Belge Alıntısı:
Emsal Mahkeme Kararı İstanbul 14. Asliye Ticaret Mahkemesi 2022/314 E. 2023/451 K. 06.06.2023 T.

Görüntülediğiniz mahkeme kararı henüz kesinleşmemiştir. Yararlı olması amacıyla eklenmiştir.

T.C.
İSTANBUL
14. ASLİYE TİCARET MAHKEMESİ

ESAS NO:2022/314 Esas
KARAR NO:2023/451 Karar

DAVA:Alacak (Ticari Satımdan Kaynaklanan)
DAVA TARİHİ:12/05/2022
KARAR TARİHİ:06/06/2023

Mahkememizde görülmekte olan Alacak (Ticari Satımdan Kaynaklanan) davasının yapılan açık yargılaması sonunda,
GEREĞİ DÜŞÜNÜLDÜ:
Davacı vekilinin Mahkemeye sunmuş olduğu 12/05/2022 tarihli dava dilekçesi özetle;Müvekkil Şirketi ile davalı şirket arasında ticari alım satım ilişkisi mevcut olduğunu, davalıya farklı tarihlerde ürün satışları yaptıklarını, satışlara istinaden müvekkile eksik ödeme yapıldığını, davalı şirkete bu eksik ödemelerinden dolayı kalan bakiye miktarı üzerinden 230.000 TL tutarında ilamsız icra takibi başlatıldığını, davalı şirket bu takibe haksız ve hukuka aykırı olarak itiraz ettiğini, yapılan itiraz haksız, yersiz ve kötü niyetli olduğunu, takip konusu alacak, likit fatura alacağıdır. Bu durumda likit alacağa haksız şekilde itiraz eden borçlu aleyhine icra inkar tazminatına hükmedilmesini, davalı yanın likit alacağa karşı yaptığı haksız itiraz nedeniyle İİK m.67/2 gereğince davalı aleyhine takip konusu miktar üzerinden %20’den az olmamak üzere icra inkâr tazminatına hükmedilmesini, açılan dava ticari dava niteliğinde olduğundan dava şartı olarak Arabuluculuğa başvurulduğunu, taraflar arasında herhangi bir anlaşma sağlanamadığı için arabuluculuk sona erdiğini, davanın kabulü ile …. İcra Müdürlüğünün … nolu itirazı ile şimdilik 230.000 TL olarak iptalini alacka likit olduğundan ve davalı kötü niyetli olarak itiraz ettiğinden %20’den az olmamak üzere icra inkar tazminatına hükmedilmesini, alacağın temini bakımından öncelikle teminatsız olarak Mahkeme aksi kanaatte ise makul bir teminat oranı ile davalının adına kayıtlı menkul ve gayrimenkul mallar ile 3. Kişilerdeki hak ve alacakları üzerine ihtiyati haciz kararı verilmesini, masraf ve ücreti vekaletin karşı tarafa yükletilmesini talep etmiştir.

Verilen Satırlar:

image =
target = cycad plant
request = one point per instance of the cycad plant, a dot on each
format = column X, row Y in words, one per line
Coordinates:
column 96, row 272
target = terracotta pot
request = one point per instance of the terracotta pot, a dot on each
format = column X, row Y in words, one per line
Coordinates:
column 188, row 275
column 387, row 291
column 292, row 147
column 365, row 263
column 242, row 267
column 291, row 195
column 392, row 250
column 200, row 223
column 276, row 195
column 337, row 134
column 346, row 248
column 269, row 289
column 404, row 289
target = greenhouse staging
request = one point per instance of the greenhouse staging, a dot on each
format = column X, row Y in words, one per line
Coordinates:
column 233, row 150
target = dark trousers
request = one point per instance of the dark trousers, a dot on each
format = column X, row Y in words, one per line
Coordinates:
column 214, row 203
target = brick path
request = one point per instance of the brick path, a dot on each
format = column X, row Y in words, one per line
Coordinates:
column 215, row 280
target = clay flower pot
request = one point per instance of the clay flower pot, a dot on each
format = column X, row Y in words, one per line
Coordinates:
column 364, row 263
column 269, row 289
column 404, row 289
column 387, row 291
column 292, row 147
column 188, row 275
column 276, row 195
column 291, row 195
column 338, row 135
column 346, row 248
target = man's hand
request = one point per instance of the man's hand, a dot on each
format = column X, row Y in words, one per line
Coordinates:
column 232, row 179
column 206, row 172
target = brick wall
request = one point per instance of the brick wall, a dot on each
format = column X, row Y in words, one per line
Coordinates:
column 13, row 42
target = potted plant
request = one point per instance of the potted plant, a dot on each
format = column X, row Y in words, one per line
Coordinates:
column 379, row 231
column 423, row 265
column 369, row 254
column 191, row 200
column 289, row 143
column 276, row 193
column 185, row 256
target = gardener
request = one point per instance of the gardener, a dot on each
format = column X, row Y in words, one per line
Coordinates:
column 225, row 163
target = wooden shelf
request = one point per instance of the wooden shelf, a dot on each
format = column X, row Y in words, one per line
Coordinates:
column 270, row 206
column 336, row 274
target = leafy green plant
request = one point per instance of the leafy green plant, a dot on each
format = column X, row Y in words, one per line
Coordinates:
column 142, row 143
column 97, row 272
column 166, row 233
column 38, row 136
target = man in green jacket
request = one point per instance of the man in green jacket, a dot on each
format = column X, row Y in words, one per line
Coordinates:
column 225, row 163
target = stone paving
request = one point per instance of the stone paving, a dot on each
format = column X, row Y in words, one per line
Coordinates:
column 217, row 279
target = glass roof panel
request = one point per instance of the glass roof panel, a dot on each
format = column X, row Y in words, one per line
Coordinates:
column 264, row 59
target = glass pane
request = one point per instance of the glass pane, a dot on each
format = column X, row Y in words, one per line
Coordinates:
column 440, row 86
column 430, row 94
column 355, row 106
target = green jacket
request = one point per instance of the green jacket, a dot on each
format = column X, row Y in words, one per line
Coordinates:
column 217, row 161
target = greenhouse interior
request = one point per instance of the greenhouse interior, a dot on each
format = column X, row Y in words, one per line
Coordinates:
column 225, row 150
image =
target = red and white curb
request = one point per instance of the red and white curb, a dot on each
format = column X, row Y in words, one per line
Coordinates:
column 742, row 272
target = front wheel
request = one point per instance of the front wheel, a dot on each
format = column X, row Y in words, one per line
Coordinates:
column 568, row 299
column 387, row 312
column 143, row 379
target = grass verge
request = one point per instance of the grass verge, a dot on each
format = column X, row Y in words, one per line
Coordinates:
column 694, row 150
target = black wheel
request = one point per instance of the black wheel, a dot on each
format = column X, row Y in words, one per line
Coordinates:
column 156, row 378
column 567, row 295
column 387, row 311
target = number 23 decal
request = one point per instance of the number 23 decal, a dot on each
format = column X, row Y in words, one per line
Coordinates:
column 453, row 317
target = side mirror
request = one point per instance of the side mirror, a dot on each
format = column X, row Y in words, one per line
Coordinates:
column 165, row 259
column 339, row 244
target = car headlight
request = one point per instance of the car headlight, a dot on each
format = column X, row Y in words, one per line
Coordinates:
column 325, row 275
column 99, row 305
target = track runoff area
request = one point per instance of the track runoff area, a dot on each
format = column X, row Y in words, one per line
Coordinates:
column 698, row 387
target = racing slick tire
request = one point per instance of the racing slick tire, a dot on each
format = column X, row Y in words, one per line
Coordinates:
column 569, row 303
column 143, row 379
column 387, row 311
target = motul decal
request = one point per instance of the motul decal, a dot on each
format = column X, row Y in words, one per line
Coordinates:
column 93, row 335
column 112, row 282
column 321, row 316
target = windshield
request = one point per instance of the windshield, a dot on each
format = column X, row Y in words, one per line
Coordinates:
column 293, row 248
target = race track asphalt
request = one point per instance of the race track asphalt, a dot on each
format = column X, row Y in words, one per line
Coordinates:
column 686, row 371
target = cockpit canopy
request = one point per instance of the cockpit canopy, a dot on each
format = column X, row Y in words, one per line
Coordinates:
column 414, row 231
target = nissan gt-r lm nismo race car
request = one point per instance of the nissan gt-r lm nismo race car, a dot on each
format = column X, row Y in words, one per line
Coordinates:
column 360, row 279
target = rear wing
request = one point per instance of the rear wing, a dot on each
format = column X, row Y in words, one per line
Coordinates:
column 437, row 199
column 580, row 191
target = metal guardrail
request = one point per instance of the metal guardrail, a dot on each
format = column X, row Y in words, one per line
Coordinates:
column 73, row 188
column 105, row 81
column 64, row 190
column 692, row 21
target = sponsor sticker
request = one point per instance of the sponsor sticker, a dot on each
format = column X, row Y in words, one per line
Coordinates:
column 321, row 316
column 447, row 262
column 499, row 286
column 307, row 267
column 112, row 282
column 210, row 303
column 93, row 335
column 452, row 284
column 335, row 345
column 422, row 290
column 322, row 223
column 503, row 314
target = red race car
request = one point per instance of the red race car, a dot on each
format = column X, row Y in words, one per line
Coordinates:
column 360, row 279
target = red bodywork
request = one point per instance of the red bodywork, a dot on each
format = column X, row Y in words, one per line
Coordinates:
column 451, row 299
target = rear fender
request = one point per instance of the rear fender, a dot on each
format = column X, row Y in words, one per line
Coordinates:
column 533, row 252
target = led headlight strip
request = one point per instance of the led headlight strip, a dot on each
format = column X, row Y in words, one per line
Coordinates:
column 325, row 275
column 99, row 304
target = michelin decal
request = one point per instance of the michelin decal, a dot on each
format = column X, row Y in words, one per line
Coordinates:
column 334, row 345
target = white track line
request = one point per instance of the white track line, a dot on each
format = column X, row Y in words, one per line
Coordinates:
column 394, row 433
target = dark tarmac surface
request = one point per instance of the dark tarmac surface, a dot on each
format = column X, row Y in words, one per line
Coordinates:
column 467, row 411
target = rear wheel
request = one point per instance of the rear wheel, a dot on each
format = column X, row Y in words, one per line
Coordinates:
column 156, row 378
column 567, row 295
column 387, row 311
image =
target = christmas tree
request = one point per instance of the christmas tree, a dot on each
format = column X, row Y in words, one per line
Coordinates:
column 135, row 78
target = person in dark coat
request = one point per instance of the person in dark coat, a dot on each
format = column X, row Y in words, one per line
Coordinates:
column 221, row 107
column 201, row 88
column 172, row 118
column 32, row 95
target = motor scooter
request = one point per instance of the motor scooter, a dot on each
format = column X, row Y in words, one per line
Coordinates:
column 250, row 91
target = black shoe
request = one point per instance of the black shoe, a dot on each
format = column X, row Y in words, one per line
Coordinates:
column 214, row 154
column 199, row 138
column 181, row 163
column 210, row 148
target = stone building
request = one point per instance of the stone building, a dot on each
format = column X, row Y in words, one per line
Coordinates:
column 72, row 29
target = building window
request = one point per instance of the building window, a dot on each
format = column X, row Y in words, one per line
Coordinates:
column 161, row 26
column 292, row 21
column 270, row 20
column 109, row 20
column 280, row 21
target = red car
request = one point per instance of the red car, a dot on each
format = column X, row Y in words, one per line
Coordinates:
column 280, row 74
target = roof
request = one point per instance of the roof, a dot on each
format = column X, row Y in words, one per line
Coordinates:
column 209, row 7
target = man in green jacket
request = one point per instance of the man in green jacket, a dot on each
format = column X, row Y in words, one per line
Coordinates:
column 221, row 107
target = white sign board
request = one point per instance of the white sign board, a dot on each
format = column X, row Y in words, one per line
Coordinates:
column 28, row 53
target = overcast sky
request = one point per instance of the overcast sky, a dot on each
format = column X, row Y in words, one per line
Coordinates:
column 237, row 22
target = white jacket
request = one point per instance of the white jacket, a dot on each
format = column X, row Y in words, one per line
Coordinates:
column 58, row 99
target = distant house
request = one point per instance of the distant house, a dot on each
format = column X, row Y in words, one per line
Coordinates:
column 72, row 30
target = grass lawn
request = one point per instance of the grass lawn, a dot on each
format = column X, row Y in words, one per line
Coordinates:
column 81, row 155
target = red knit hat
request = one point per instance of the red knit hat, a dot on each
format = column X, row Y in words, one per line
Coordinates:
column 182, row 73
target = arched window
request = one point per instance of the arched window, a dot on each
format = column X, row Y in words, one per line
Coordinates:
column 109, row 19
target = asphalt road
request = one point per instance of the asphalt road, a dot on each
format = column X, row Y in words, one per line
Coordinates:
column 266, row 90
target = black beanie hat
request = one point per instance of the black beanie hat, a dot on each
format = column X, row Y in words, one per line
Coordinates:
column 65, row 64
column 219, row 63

Yönergeler:
• a. Mahkeme kararına göre şu soruları yanıtlayın:
(i) Dava hangi tarihte açılmıştır?
(ii) Kararın esas numarası nedir?
(iii) İlamsız icra takibi hangi tutar üzerinden başlatılmıştır?
• b. Verilen satırlarda "target = brick wall" geçen satırla başlayıp "column 336, row 274" geçen satıra kadar uzanan kısmı, iki uç da dahil olmak üzere, hiçbir değişiklik yapmadan yazdırın.

Görev Yanıtları:
• a.
(i) 12/05/2022
(ii) 2022/314
(iii) 230.000 TL

• b.
target = brick wall
request = one point per instance of the brick wall, a dot on each
format = column X, row Y in words, one per line
Coordinates:
column 13, row 42
target = potted plant
request = one point per instance of the potted plant, a dot on each
format = column X, row Y in words, one per line
Coordinates:
column 379, row 231
column 423, row 265
column 369, row 254
column 191, row 200
column 289, row 143
column 276, row 193
column 185, row 256
target = gardener
request = one point per instance of the gardener, a dot on each
format = column X, row Y in words, one per line
Coordinates:
column 225, row 163
target = wooden shelf
request = one point per instance of the wooden shelf, a dot on each
format = column X, row Y in words, one per line
Coordinates:
column 270, row 206
column 336, row 274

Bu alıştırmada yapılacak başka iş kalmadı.